An exact reproduction of the records is required, with all images left out.

=======

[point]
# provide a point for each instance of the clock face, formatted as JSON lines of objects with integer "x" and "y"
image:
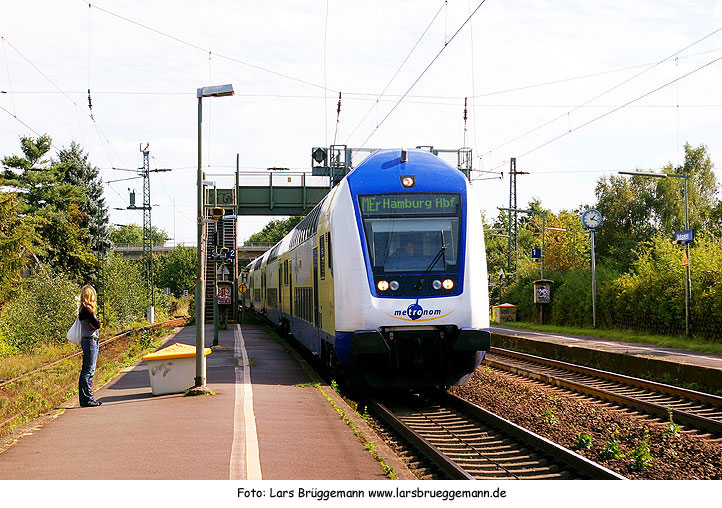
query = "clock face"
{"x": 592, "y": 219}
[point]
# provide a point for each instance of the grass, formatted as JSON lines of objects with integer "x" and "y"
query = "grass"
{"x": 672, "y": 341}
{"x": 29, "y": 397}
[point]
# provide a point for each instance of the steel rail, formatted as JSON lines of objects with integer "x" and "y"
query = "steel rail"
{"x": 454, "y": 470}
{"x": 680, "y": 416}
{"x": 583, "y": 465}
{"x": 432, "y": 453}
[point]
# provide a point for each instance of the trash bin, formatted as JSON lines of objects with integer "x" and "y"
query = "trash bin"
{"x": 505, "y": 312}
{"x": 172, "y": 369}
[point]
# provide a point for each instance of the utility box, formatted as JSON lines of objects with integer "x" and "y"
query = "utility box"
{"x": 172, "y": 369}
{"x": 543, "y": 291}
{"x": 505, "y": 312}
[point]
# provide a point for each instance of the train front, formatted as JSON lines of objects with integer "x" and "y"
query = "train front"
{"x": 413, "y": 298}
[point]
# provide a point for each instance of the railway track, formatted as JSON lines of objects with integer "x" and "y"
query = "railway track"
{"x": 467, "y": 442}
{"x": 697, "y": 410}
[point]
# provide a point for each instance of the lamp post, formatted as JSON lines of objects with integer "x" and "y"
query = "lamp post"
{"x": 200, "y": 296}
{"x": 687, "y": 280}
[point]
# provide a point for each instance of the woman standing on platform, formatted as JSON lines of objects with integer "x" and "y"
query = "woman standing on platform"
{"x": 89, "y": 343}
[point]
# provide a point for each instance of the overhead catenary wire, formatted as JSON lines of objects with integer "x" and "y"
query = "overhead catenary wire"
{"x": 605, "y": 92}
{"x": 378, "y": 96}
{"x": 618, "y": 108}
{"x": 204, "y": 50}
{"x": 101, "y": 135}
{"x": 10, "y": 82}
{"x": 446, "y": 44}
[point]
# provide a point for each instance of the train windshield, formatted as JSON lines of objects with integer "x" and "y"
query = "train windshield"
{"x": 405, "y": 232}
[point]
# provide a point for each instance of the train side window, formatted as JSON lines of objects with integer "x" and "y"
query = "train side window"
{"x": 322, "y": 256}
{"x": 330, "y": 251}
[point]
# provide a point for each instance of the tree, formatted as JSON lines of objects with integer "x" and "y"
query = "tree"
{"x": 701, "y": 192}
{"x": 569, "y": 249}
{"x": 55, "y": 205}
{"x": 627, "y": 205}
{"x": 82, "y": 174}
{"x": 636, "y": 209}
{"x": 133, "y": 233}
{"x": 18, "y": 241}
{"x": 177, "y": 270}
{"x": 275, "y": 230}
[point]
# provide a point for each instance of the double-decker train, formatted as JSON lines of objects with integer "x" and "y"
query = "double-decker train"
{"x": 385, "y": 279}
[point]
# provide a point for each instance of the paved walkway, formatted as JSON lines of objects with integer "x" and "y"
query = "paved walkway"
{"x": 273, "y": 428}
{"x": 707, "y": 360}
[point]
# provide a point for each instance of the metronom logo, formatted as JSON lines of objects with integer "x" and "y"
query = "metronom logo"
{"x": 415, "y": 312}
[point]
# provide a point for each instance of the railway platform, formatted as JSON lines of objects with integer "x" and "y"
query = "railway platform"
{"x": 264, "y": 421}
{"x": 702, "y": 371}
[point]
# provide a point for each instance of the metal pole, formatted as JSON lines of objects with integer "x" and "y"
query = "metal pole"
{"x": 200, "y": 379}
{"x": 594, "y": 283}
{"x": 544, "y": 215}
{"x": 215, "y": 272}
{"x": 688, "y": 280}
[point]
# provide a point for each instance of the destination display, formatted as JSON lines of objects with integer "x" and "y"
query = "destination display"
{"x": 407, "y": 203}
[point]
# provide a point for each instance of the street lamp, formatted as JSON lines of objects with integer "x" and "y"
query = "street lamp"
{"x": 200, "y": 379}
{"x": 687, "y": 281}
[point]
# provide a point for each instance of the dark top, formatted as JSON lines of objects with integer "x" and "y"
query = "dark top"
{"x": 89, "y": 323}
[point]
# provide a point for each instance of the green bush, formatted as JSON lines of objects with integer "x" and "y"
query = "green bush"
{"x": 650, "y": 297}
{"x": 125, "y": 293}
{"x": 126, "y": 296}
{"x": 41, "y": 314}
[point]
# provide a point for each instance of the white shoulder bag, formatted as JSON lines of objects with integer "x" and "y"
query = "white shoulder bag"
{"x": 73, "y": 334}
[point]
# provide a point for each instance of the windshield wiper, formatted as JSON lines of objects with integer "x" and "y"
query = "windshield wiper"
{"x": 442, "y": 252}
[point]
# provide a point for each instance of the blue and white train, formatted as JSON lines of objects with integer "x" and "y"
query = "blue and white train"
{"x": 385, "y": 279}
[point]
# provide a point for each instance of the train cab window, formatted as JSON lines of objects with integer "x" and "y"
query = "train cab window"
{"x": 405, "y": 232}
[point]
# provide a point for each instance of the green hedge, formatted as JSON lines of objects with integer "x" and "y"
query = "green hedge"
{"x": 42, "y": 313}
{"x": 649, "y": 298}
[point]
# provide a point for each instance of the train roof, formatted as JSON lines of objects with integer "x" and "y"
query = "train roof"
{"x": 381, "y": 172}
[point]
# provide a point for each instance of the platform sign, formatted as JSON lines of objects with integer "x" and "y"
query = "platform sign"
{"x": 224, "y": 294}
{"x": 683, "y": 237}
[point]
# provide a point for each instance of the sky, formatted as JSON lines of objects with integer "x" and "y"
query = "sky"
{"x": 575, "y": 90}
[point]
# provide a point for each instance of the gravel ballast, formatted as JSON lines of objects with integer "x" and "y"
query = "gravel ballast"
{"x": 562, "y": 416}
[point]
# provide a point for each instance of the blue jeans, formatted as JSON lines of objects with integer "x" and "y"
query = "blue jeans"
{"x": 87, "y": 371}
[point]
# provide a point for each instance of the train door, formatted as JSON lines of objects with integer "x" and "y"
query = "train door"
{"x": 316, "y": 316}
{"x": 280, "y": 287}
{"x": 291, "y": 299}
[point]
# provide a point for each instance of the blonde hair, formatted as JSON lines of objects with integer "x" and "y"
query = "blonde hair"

=======

* **TASK RESULT**:
[point]
# provide a point for each instance of the clock face, formatted as JSON lines of objects with integer "x" and "y"
image:
query = "clock face"
{"x": 592, "y": 219}
[point]
# provide a point for each instance of the grass, formatted as JSON lines of objects with integer "x" and "y"
query = "grass"
{"x": 672, "y": 341}
{"x": 29, "y": 397}
[point]
# provide a point for each instance of the steel rail, formatted as JSON lines of objects with integer "x" and "y"
query = "steel rail"
{"x": 454, "y": 470}
{"x": 680, "y": 416}
{"x": 583, "y": 465}
{"x": 432, "y": 453}
[point]
# provide a point for each instance of the trash bin, formatted as JSON lines of objects with integer "x" and "y"
query = "trash bin"
{"x": 505, "y": 312}
{"x": 172, "y": 369}
[point]
# provide a point for each instance of the utility box, formatted as JSON lines of objects with integer "x" and "y"
query = "utility box"
{"x": 172, "y": 369}
{"x": 543, "y": 291}
{"x": 505, "y": 312}
[point]
# provide a point for each instance of the train front, formatted as JSON lines of objects with integer "x" and "y"
query = "train front"
{"x": 413, "y": 298}
[point]
# provide a point for each instance of the railway track, formatted as JSON lines of objects with integer "x" and "y"
query = "railway track"
{"x": 467, "y": 442}
{"x": 697, "y": 410}
[point]
# provide a point for each instance of the lamp post, formatted as JSON lines of objects with integer "x" and "y"
query = "lamp post"
{"x": 200, "y": 296}
{"x": 687, "y": 280}
[point]
# provide a point for each instance of the woman standing on platform, formatted as JSON lines of objects with integer "x" and "y"
query = "woman standing on platform"
{"x": 89, "y": 343}
[point]
# provide a point for each instance of the overhead catenary wire, formatted as JSON lines of objects with integer "x" and "y"
query = "overhead catenary wire"
{"x": 605, "y": 92}
{"x": 378, "y": 96}
{"x": 618, "y": 108}
{"x": 204, "y": 50}
{"x": 101, "y": 135}
{"x": 10, "y": 82}
{"x": 446, "y": 44}
[point]
# provide a point for each instance of the train windshield, formatted as JSON lines of objects with integer "x" and "y"
query = "train windshield"
{"x": 405, "y": 232}
[point]
# provide a point for each instance of the train side window, formatted as JSON lines of objects with integer "x" and "y"
query = "train side window"
{"x": 322, "y": 256}
{"x": 330, "y": 251}
[point]
# provide a point for each instance of the tree, formatted as JSON lines of objects with integer "x" and "y"
query = "tree"
{"x": 701, "y": 192}
{"x": 569, "y": 249}
{"x": 55, "y": 205}
{"x": 627, "y": 205}
{"x": 82, "y": 174}
{"x": 636, "y": 209}
{"x": 133, "y": 233}
{"x": 18, "y": 241}
{"x": 177, "y": 270}
{"x": 275, "y": 230}
[point]
# provide a point for each instance of the double-decker train, formatted as JSON lines of objects with integer "x" and "y"
query = "double-decker train"
{"x": 385, "y": 279}
[point]
# provide a point for each instance of the paved walkway, formatted as JSON lines of objects with integer "x" and "y"
query = "paved walkway"
{"x": 273, "y": 428}
{"x": 707, "y": 360}
[point]
# provide a point for each instance of the metronom logo, formatted as JSON lines of objects with integer "x" and "y"
query = "metronom logo"
{"x": 415, "y": 312}
[point]
# provide a point for each instance of the railway platform, formatted as JSON lines of objects with integer "x" and "y"
query = "railway platform"
{"x": 264, "y": 421}
{"x": 702, "y": 371}
[point]
# provide a point for each instance of the metal pole, formatted as JSON lines of objects with integer "x" and "y"
query = "metal pole"
{"x": 200, "y": 379}
{"x": 594, "y": 283}
{"x": 544, "y": 215}
{"x": 215, "y": 272}
{"x": 688, "y": 280}
[point]
# provide a point for each instance of the destination display, formatted as JSON lines of objects with integer "x" and "y"
query = "destination display"
{"x": 407, "y": 203}
[point]
# provide a point for each instance of the street lamp, formatted as JSON lines of objects with integer "x" and "y"
query = "street lamp"
{"x": 200, "y": 379}
{"x": 687, "y": 281}
[point]
# provide a point for each instance of the dark top, formatted as JSON lines of objects with integer "x" and "y"
query = "dark top"
{"x": 89, "y": 323}
[point]
# provide a point for each instance of the green bush, formatted as JSON lines of objects with integer "x" and "y"
query = "green bush"
{"x": 650, "y": 297}
{"x": 125, "y": 293}
{"x": 126, "y": 296}
{"x": 41, "y": 314}
[point]
# provide a point for each instance of the white shoulder bag, formatted as JSON lines of objects with integer "x" and "y"
query = "white shoulder bag"
{"x": 73, "y": 334}
[point]
# provide a point for each instance of the windshield wiper, formatted as JSON lines of objects with integer "x" and "y"
query = "windshield wiper"
{"x": 442, "y": 252}
[point]
# provide a point for each instance of the blue and white train, formatted as JSON lines of objects with integer "x" and "y"
query = "blue and white train"
{"x": 385, "y": 279}
[point]
# provide a point for each instance of the train cab window, formatted as JSON lines of objects with integer "x" and "y"
query = "train cab window"
{"x": 405, "y": 232}
[point]
# provide a point for each instance of the green hedge, formatted as JSON lines of objects with integer "x" and "y"
query = "green hedge"
{"x": 42, "y": 313}
{"x": 649, "y": 298}
[point]
# provide a point for each instance of the train roof, formatted as JSON lines of objects with integer "x" and "y"
query = "train roof"
{"x": 381, "y": 172}
[point]
# provide a point for each instance of the platform sign, formatted as JSON lines of objects with integer "x" and "y"
query = "platform sign"
{"x": 224, "y": 294}
{"x": 683, "y": 237}
[point]
# provide a point for each instance of the sky, formatted as JSON lines of objects with integer "x" and "y"
query = "sky"
{"x": 575, "y": 90}
[point]
# provide a point for each instance of the gravel ballast, formatted as JSON lines of objects with integer "x" and "y"
query = "gravel ballast"
{"x": 562, "y": 416}
[point]
# provide a point for each instance of the blue jeans, formatted as JSON lines of objects with integer "x" and "y"
query = "blue jeans"
{"x": 87, "y": 371}
[point]
# provide a point for each instance of the train door, formatted as JSON lines of objects with integer "x" and "y"
query = "train door"
{"x": 316, "y": 316}
{"x": 280, "y": 287}
{"x": 291, "y": 299}
[point]
# provide a point for each instance of the blonde hair, formatted as JSON lines of objects with integer "x" and "y"
query = "blonde hair"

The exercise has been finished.